↓↓↓

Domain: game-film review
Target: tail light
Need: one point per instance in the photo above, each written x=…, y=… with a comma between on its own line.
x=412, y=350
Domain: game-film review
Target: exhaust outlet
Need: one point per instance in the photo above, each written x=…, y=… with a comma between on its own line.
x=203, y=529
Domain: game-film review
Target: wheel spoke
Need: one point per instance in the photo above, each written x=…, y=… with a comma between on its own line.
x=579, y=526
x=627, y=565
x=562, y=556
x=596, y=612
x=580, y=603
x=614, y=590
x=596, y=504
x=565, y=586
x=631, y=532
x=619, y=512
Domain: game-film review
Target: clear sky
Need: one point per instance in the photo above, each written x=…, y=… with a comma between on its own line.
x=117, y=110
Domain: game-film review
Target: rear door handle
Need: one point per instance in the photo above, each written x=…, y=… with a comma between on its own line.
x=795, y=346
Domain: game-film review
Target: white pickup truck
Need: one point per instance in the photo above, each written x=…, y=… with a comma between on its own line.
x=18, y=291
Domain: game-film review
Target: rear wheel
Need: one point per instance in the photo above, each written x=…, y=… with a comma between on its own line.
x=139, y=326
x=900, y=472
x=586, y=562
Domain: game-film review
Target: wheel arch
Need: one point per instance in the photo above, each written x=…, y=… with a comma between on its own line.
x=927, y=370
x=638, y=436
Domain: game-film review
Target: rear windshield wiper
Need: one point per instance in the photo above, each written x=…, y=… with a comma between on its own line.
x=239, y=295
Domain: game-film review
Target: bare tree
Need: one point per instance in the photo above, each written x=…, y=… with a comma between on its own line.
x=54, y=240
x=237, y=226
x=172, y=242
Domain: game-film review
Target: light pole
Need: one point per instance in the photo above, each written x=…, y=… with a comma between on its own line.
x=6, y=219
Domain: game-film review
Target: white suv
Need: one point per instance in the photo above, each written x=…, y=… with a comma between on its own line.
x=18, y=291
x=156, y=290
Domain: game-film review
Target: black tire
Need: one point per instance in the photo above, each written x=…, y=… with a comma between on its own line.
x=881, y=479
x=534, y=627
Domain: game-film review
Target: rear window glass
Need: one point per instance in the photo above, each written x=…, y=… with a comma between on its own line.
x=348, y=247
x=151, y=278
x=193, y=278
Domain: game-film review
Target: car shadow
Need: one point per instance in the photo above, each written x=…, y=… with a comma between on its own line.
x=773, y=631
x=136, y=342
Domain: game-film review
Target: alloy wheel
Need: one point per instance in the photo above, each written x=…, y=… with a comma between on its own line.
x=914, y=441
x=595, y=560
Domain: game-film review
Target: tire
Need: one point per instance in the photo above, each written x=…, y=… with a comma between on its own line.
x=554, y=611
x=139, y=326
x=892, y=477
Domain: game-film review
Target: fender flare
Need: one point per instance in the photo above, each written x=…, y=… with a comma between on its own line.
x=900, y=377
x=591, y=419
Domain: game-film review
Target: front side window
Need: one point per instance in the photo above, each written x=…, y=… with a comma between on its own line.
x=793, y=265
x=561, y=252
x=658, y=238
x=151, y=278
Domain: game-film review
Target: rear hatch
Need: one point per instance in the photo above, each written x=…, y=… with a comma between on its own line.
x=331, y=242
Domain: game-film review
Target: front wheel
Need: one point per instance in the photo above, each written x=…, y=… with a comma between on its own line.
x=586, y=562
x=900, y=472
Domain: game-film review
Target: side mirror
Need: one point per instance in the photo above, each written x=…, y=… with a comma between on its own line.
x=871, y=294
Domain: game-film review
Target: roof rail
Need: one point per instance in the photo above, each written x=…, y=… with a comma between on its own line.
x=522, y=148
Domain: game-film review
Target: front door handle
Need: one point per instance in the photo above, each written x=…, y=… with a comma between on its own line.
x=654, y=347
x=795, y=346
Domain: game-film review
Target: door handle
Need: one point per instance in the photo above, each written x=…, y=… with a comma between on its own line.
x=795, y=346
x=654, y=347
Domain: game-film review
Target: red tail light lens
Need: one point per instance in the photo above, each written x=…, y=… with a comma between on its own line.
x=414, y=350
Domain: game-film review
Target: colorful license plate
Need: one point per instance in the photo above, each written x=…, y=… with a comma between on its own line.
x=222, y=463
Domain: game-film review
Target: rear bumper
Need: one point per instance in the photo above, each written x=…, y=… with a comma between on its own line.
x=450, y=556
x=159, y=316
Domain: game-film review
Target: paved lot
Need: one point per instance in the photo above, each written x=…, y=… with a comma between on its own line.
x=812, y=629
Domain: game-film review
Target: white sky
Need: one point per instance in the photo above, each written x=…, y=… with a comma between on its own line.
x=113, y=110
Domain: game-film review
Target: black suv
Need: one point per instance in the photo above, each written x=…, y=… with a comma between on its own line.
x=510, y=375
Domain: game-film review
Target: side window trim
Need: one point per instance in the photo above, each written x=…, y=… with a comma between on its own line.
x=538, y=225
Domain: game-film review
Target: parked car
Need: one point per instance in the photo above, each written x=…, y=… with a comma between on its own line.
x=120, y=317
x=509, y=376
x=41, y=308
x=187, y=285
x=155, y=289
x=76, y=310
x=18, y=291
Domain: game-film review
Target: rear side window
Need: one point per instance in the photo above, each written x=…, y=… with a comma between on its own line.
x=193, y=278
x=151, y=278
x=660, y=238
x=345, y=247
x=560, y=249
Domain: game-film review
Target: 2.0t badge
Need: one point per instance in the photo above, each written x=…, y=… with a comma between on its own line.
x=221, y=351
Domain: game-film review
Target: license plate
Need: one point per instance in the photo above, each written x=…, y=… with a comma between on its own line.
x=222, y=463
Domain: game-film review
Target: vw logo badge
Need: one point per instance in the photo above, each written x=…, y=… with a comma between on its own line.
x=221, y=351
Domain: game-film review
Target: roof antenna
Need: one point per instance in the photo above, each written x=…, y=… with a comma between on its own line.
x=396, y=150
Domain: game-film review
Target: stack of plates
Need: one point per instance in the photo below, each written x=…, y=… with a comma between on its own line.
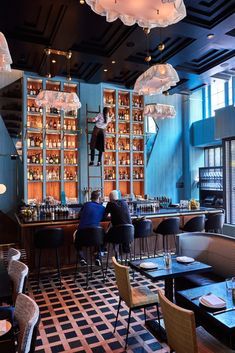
x=148, y=265
x=212, y=301
x=185, y=259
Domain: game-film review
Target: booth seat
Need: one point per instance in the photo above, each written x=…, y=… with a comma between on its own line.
x=213, y=249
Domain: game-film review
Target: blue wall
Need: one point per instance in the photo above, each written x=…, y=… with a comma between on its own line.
x=10, y=172
x=165, y=166
x=193, y=157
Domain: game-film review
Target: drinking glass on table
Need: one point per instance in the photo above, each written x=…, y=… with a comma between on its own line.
x=230, y=284
x=167, y=260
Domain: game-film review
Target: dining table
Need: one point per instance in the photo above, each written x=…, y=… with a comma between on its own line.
x=160, y=272
x=219, y=322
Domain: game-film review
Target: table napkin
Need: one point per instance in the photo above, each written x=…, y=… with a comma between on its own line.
x=3, y=325
x=213, y=300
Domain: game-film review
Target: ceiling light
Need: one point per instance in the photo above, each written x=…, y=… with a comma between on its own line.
x=5, y=56
x=156, y=79
x=66, y=101
x=146, y=13
x=210, y=35
x=3, y=188
x=159, y=111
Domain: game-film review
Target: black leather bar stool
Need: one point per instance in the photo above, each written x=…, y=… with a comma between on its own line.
x=195, y=224
x=214, y=223
x=49, y=238
x=167, y=227
x=143, y=230
x=90, y=238
x=122, y=235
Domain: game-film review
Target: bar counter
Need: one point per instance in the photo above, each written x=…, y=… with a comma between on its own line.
x=70, y=223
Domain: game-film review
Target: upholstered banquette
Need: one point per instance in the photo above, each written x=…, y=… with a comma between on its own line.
x=214, y=249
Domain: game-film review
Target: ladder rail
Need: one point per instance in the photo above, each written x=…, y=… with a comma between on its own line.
x=90, y=177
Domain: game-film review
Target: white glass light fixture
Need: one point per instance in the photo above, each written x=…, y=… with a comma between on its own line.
x=3, y=189
x=5, y=56
x=146, y=13
x=66, y=101
x=159, y=111
x=156, y=79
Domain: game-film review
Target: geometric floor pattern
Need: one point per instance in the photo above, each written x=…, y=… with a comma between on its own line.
x=76, y=319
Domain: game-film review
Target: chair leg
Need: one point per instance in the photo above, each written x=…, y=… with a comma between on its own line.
x=147, y=246
x=58, y=265
x=76, y=268
x=128, y=325
x=155, y=247
x=39, y=266
x=87, y=269
x=102, y=269
x=119, y=304
x=107, y=260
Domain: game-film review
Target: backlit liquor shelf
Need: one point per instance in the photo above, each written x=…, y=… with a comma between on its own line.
x=124, y=156
x=51, y=145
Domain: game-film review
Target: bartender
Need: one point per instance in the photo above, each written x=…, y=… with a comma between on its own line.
x=98, y=135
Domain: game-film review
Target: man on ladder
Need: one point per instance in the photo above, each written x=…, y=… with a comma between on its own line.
x=98, y=134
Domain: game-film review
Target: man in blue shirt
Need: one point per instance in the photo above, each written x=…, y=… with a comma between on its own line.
x=91, y=215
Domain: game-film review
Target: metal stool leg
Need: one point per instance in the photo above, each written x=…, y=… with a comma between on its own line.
x=39, y=266
x=76, y=268
x=58, y=265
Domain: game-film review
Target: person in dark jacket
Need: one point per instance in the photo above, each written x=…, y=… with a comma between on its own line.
x=90, y=215
x=120, y=214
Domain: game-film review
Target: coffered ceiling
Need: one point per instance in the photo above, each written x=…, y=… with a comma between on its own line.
x=30, y=26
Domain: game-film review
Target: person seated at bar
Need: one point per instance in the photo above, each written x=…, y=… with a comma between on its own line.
x=120, y=214
x=90, y=215
x=98, y=135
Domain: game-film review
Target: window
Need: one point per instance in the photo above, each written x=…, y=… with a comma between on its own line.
x=213, y=157
x=217, y=95
x=229, y=175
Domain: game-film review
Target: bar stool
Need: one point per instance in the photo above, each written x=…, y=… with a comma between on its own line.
x=214, y=223
x=143, y=230
x=122, y=235
x=90, y=238
x=49, y=238
x=169, y=226
x=195, y=224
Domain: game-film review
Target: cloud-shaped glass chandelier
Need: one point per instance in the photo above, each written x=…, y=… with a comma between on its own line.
x=157, y=79
x=5, y=56
x=66, y=101
x=159, y=111
x=146, y=13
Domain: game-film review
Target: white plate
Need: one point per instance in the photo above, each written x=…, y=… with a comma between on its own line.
x=148, y=265
x=223, y=305
x=185, y=259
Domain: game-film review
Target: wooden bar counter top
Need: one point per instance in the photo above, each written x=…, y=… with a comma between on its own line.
x=70, y=223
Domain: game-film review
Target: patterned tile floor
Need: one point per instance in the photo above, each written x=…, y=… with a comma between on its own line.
x=76, y=319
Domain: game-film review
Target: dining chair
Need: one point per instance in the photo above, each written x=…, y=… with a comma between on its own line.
x=13, y=254
x=90, y=238
x=134, y=297
x=182, y=336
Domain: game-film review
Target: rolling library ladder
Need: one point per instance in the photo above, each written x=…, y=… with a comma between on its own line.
x=94, y=173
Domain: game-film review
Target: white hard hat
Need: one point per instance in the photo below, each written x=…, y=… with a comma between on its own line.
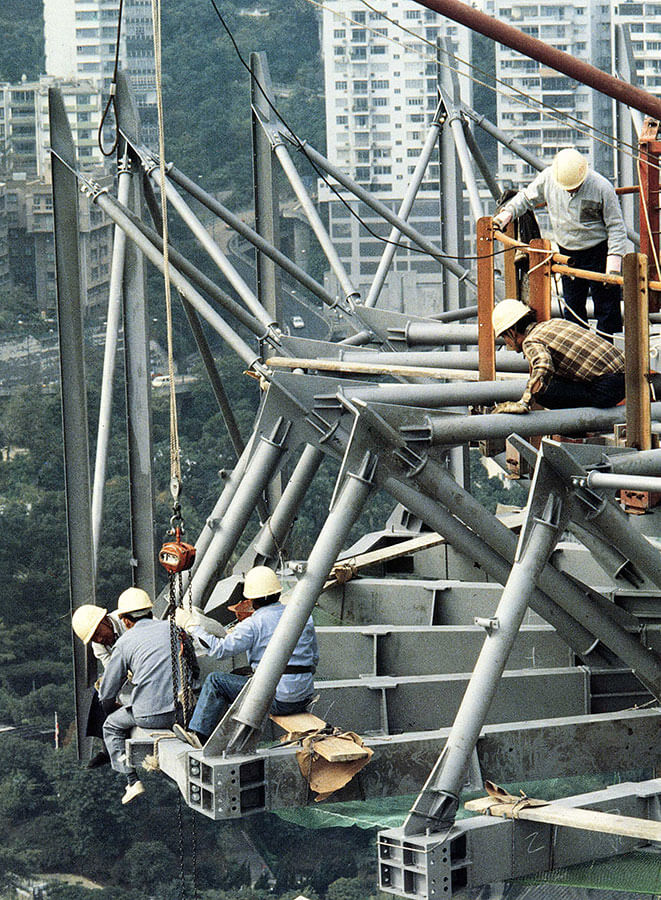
x=507, y=313
x=569, y=168
x=86, y=619
x=261, y=582
x=133, y=600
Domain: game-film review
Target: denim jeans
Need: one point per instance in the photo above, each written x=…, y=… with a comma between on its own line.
x=117, y=728
x=219, y=691
x=606, y=297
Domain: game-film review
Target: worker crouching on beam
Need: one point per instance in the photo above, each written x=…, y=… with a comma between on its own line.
x=252, y=635
x=570, y=366
x=588, y=227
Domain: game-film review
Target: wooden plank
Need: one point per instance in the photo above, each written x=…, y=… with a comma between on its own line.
x=339, y=749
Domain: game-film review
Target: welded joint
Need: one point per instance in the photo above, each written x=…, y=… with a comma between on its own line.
x=490, y=625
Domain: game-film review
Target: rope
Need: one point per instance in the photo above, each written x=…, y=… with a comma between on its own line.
x=175, y=460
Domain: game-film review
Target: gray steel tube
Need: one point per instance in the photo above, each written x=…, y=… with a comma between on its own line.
x=275, y=530
x=259, y=472
x=440, y=430
x=498, y=30
x=263, y=684
x=464, y=540
x=316, y=224
x=251, y=236
x=243, y=351
x=387, y=214
x=439, y=798
x=403, y=212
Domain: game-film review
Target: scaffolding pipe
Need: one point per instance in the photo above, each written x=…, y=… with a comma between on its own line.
x=404, y=211
x=500, y=31
x=439, y=799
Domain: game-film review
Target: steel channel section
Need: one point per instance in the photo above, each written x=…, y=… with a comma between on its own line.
x=403, y=212
x=113, y=318
x=508, y=752
x=274, y=533
x=262, y=686
x=243, y=351
x=77, y=482
x=399, y=651
x=482, y=850
x=314, y=219
x=138, y=410
x=438, y=801
x=586, y=606
x=263, y=463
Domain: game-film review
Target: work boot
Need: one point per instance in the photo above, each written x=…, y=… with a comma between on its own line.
x=102, y=758
x=132, y=791
x=188, y=736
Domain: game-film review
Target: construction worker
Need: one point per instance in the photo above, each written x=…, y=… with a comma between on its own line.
x=96, y=626
x=144, y=650
x=587, y=225
x=570, y=366
x=252, y=634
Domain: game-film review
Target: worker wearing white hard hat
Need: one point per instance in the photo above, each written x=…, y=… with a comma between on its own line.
x=587, y=224
x=570, y=366
x=252, y=634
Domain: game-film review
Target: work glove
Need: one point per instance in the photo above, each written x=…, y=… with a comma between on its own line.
x=184, y=618
x=613, y=264
x=514, y=407
x=502, y=219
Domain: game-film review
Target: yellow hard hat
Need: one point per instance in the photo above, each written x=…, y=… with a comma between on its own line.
x=507, y=313
x=569, y=168
x=133, y=600
x=261, y=582
x=86, y=619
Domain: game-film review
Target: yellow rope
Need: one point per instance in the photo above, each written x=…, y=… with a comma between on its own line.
x=175, y=461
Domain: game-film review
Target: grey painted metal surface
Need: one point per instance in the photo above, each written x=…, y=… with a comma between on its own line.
x=77, y=483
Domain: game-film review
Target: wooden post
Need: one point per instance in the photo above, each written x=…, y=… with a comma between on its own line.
x=485, y=299
x=539, y=280
x=650, y=194
x=509, y=267
x=636, y=351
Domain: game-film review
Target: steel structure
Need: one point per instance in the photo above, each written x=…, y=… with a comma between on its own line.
x=560, y=626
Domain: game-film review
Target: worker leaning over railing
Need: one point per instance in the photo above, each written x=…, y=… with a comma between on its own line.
x=570, y=366
x=587, y=225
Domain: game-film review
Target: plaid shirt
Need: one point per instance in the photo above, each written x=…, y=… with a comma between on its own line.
x=562, y=348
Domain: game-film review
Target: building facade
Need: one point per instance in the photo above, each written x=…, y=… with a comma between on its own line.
x=381, y=96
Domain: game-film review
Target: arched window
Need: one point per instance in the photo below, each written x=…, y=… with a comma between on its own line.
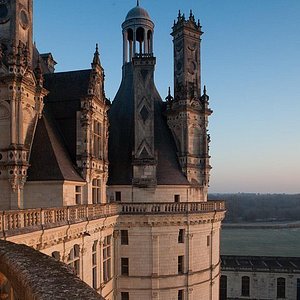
x=149, y=41
x=245, y=286
x=56, y=255
x=223, y=287
x=280, y=287
x=97, y=133
x=96, y=190
x=107, y=258
x=140, y=33
x=94, y=265
x=74, y=259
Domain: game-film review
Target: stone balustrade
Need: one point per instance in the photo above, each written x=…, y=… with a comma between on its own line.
x=172, y=208
x=36, y=276
x=13, y=222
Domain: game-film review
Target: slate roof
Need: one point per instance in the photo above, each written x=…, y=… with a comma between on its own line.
x=66, y=90
x=53, y=154
x=260, y=263
x=49, y=159
x=121, y=139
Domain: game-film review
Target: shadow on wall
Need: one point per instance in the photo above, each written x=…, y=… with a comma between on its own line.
x=28, y=274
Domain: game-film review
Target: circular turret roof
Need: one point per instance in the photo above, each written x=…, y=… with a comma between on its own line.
x=137, y=13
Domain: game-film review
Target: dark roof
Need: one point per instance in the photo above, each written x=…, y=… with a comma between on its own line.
x=63, y=101
x=260, y=263
x=49, y=159
x=121, y=138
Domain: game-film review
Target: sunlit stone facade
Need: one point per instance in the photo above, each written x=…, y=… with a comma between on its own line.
x=118, y=190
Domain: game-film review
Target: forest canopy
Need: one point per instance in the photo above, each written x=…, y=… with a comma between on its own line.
x=248, y=207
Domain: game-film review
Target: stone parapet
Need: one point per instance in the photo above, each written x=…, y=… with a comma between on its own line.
x=34, y=275
x=15, y=222
x=173, y=208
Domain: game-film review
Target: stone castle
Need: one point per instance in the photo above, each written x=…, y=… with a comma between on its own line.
x=118, y=190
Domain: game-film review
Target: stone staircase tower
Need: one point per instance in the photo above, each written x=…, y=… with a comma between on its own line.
x=21, y=98
x=188, y=111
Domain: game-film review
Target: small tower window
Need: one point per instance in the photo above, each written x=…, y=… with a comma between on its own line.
x=124, y=237
x=180, y=264
x=176, y=198
x=78, y=194
x=223, y=287
x=125, y=266
x=140, y=33
x=124, y=296
x=181, y=236
x=107, y=258
x=96, y=191
x=280, y=287
x=245, y=286
x=118, y=196
x=94, y=265
x=180, y=295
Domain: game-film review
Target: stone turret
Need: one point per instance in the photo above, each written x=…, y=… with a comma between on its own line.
x=21, y=98
x=188, y=112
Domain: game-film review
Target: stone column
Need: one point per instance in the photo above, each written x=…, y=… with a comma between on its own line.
x=190, y=252
x=155, y=267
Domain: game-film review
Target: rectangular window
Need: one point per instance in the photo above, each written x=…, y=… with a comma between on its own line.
x=125, y=266
x=118, y=196
x=208, y=240
x=74, y=259
x=281, y=287
x=78, y=194
x=97, y=140
x=94, y=265
x=107, y=258
x=124, y=296
x=181, y=236
x=180, y=264
x=245, y=286
x=180, y=295
x=96, y=191
x=223, y=287
x=124, y=237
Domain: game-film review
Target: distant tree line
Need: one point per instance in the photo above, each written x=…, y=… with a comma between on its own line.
x=248, y=207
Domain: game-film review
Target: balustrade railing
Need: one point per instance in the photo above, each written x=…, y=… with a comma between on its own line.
x=166, y=208
x=15, y=221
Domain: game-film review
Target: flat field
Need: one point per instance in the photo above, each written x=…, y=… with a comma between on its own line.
x=261, y=242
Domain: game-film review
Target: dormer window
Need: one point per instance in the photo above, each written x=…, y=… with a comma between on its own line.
x=97, y=140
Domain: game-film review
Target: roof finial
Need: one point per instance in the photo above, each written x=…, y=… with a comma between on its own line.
x=96, y=59
x=169, y=98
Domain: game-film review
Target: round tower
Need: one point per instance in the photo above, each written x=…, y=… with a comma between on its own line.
x=167, y=236
x=137, y=34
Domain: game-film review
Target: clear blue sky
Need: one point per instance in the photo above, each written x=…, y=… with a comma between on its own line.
x=250, y=64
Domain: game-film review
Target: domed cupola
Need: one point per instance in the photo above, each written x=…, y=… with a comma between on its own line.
x=137, y=34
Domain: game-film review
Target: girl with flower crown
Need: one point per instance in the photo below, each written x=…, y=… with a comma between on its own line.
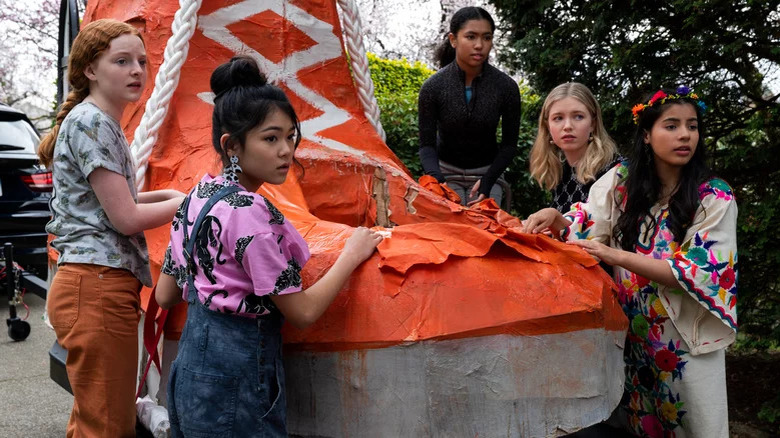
x=668, y=226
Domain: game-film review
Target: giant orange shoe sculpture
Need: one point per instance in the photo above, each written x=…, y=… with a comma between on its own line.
x=459, y=325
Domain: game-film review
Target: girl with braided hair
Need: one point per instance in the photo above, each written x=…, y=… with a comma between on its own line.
x=98, y=221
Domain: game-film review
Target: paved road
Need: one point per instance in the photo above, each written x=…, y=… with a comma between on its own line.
x=31, y=404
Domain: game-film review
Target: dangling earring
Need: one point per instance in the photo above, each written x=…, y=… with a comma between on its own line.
x=231, y=172
x=649, y=154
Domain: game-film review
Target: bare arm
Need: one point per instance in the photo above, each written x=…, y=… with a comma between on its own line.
x=159, y=195
x=305, y=307
x=653, y=269
x=168, y=293
x=125, y=215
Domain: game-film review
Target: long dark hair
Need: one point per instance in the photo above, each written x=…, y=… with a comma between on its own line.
x=643, y=187
x=445, y=53
x=243, y=99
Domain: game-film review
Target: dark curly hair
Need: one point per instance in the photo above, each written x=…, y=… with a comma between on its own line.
x=643, y=187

↑↑↑

[STATED EXERCISE] Return every line from the items above that contains the word "metal".

[COMPLETED TASK]
Target: metal stool leg
Target: grey painted metal surface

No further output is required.